Passage provided:
####

Now we sit in our second lockdown, even heavier than before. While I still find time to relax, there is also the little curveball that is a newborn's sleeping schedule, but it's time to start getting that balance back. I am not going to be sitting on the losers bench again. That once in a lifetime opportunity has reared its ugly head a second time this year. And this whole situation is horrible, but it's about finding the positives. So it's time to get things in motion, starting with this here blog. If you are feeling flat or struggling with your creativity as I have been, it's best to start small. Firstly work out what it was that kept you motivated during a pre-pandemic world. Hell, you might even have struggled with motivation back then as well, totally cool. For me, it was routine. I am not much of a planner, I don't use diaries or the like, but I am a creature of habit. Knowing your individual needs is where we can start to turn this pandemic around in our favour. So understanding what helps me stay motivated is a great start, I also need to think about what it is I would like to be achieving. With those two essential points, it then becomes about starting small. Not to overwhelm and put too much pressure but at least start building and adding towards my daily routine. Ideally, I would want to get back to some form of physical training (even with the gyms closed), a physically active Robin is more inclined to keep that flow going into the creative side. A tricky habit of getting back as mid-winter here in Melbourne, Australia is not a fun place to train outside. However, having a young child forces me to get out and walk, which I have slowly been turning into a run. The mornings he sleeps, I can now use my two weights and resistance bands, indoors. So step one, check. Now the focus is creativity, working on my writing, acting and future projects. Again nothing extreme, I am not doing those days of 10+ hours of writing. But I am trying to look at an hour or more every day/second day where I work on something creative. Examples are this here blog, writing a new project, or tweaking finished scripts that I am looking to shoot once things kick back up, or learning how to do more as far as editing and colour grading, maybe even special effects. While I also make time to relax, either with a video game, some painting, or just watching some tv.
I hope anyone who reads this and feels they are also a bit flat in this current climate can look at how they can get their creativity back on track. This year is a strange time for all, and it's effortless just to shut up shop like everyone else. But easy isn't always right. Take this fleeting moment in time that has bought the world to its heels and make it work for you. Don't wait for the perfect time. This is an opportunity, are you going to take it?

####

Source data
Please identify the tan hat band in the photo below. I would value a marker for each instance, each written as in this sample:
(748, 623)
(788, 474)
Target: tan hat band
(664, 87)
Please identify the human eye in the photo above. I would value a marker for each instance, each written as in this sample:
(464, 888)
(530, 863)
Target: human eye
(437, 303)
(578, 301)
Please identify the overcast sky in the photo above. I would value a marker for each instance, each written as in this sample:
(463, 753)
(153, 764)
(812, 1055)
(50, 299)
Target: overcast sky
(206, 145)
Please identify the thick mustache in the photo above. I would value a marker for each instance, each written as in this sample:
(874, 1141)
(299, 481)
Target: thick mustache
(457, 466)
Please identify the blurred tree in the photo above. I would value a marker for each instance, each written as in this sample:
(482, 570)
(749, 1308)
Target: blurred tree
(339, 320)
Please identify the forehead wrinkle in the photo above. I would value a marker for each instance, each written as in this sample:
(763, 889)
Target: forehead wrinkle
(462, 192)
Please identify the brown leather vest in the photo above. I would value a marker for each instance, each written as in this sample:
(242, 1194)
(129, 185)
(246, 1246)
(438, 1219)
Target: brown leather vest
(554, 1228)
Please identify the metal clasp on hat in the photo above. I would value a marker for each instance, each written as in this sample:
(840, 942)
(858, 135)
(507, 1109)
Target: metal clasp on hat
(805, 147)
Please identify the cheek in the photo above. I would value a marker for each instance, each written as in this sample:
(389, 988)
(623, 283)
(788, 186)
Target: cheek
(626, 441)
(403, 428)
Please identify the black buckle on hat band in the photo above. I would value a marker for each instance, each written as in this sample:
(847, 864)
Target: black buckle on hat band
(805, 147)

####

What to produce: Please repeat word for word the part of the lockdown blog post above starting at "I hope anyone" and ending at "to take it?".

Answer box:
I hope anyone who reads this and feels they are also a bit flat in this current climate can look at how they can get their creativity back on track. This year is a strange time for all, and it's effortless just to shut up shop like everyone else. But easy isn't always right. Take this fleeting moment in time that has bought the world to its heels and make it work for you. Don't wait for the perfect time. This is an opportunity, are you going to take it?